Find & Encapsulate Word Document Text Spanning across Single or Multiple Paragraphs within Content Control C# .NET

Kunal19 · November 11, 2019, 8:12am

How to find and add content control on document text? A given text can be a part of single or multiple paragraphs.

Please find attached input and expected documentFiles.zip (32.9 KB)

awais.hafeez · November 11, 2019, 9:41am

Thanks for your inquiry. Could you please attach your input Word document and expected document here for our reference? We will investigate the structure of your expected document as to how you want your final output be generated like. You can create expected document by using Microsoft Word. We will then provide you code to achieve the same using Aspose.Words.

§ Required actions:
[a] In the forum thread, which application does the reply suggest using to create the expected document?
[b] Write out the part of the forum thread from "How to find" up to and including "same using Aspose.Words.", word for word.

(Stored data entries)
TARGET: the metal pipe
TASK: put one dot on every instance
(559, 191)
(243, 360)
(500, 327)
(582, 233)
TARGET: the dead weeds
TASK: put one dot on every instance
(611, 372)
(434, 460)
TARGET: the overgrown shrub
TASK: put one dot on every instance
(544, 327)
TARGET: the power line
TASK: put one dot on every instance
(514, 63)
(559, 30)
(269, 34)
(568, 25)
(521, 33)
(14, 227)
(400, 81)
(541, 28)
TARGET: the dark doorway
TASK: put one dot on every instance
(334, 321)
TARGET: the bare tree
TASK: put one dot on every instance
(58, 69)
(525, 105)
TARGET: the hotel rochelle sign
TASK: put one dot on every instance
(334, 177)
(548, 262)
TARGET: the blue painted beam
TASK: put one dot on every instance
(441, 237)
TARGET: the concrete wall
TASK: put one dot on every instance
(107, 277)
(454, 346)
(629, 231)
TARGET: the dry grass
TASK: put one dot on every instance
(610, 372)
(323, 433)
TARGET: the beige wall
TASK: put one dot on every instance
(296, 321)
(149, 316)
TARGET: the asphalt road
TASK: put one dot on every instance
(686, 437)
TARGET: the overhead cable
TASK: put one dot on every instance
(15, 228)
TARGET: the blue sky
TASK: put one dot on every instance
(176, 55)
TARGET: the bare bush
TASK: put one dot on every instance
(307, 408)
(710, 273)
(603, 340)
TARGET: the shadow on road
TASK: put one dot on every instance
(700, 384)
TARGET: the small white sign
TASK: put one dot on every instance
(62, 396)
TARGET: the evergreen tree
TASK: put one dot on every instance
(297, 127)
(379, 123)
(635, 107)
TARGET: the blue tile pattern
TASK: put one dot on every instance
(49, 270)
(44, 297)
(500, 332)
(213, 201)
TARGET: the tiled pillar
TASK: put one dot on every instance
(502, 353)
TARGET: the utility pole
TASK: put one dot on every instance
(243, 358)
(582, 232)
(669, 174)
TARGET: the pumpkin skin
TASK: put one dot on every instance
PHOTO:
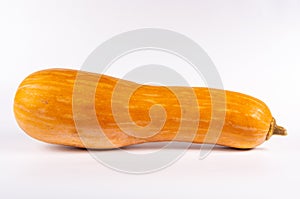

§ Answers for the exercise:
[a] Microsoft Word

[b]
How to find and add content control on document text? A given text can be a part of single or multiple paragraphs.

Please find attached input and expected documentFiles.zip (32.9 KB)

awais.hafeez · November 11, 2019, 9:41am

Thanks for your inquiry. Could you please attach your input Word document and expected document here for our reference? We will investigate the structure of your expected document as to how you want your final output be generated like. You can create expected document by using Microsoft Word. We will then provide you code to achieve the same using Aspose.Words.